Written task: Select every line in the records below that contains the word "border", matching case exactly, and copy each one out in full.

[Location annotation dataset excerpts]
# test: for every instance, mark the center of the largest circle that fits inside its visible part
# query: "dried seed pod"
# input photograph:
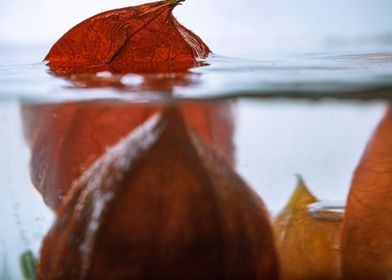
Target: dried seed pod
(308, 248)
(160, 205)
(367, 228)
(66, 138)
(145, 38)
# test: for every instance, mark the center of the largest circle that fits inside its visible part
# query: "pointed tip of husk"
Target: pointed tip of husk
(301, 197)
(174, 2)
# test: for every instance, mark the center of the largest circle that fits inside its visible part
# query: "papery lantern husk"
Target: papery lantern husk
(160, 205)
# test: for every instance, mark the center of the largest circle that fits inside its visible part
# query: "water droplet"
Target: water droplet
(132, 80)
(329, 211)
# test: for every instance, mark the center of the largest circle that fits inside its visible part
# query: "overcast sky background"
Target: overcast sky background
(225, 25)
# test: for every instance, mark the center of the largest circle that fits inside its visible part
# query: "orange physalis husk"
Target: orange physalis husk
(308, 247)
(367, 227)
(160, 204)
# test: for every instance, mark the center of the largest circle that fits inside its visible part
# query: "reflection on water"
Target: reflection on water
(341, 75)
(88, 137)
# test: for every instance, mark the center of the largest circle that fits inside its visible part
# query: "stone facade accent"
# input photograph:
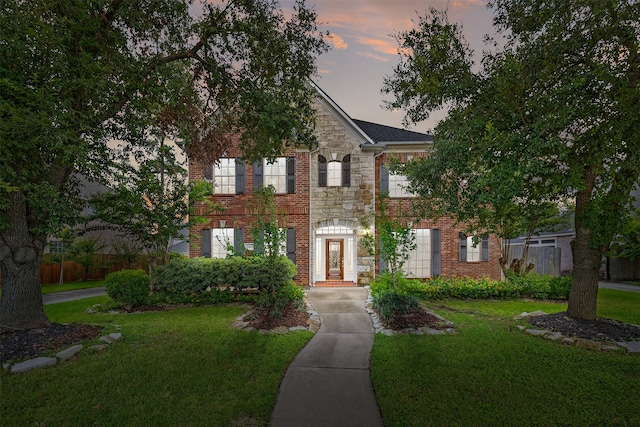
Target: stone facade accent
(320, 214)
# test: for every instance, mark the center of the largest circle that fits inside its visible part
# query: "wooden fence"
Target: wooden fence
(50, 272)
(546, 259)
(621, 269)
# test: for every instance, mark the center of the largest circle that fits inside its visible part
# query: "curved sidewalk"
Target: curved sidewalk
(329, 383)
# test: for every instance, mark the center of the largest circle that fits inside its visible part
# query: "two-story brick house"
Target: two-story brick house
(323, 194)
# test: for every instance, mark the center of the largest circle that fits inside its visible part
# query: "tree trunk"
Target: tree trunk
(20, 257)
(586, 274)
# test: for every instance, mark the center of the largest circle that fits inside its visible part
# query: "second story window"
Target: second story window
(396, 185)
(227, 175)
(334, 173)
(281, 174)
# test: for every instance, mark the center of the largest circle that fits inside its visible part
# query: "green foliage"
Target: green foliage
(396, 240)
(198, 275)
(531, 285)
(268, 237)
(627, 245)
(129, 287)
(527, 128)
(389, 303)
(275, 302)
(76, 76)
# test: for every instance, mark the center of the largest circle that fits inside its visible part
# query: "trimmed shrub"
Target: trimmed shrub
(128, 287)
(531, 285)
(277, 301)
(199, 275)
(389, 304)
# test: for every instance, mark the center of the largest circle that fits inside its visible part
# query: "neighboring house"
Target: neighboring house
(106, 236)
(324, 193)
(549, 250)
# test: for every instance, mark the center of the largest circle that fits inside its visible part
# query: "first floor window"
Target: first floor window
(56, 247)
(224, 176)
(471, 251)
(424, 260)
(221, 242)
(419, 263)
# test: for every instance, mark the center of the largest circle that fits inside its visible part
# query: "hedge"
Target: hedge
(199, 275)
(531, 285)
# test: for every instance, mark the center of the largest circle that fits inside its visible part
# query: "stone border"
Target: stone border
(380, 329)
(629, 347)
(313, 324)
(40, 362)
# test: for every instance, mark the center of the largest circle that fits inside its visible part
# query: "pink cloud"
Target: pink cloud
(373, 56)
(336, 41)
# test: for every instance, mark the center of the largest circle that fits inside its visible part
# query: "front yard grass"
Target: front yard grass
(180, 367)
(71, 286)
(490, 373)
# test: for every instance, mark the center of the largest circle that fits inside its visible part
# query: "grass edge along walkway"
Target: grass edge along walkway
(490, 373)
(179, 367)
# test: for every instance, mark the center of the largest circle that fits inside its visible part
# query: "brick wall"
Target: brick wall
(293, 209)
(449, 232)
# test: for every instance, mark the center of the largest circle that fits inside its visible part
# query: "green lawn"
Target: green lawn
(70, 286)
(492, 374)
(180, 367)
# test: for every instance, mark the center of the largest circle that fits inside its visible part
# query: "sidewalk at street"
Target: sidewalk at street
(618, 286)
(329, 383)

Response to the exercise:
# query: "stone border"
Target: stone border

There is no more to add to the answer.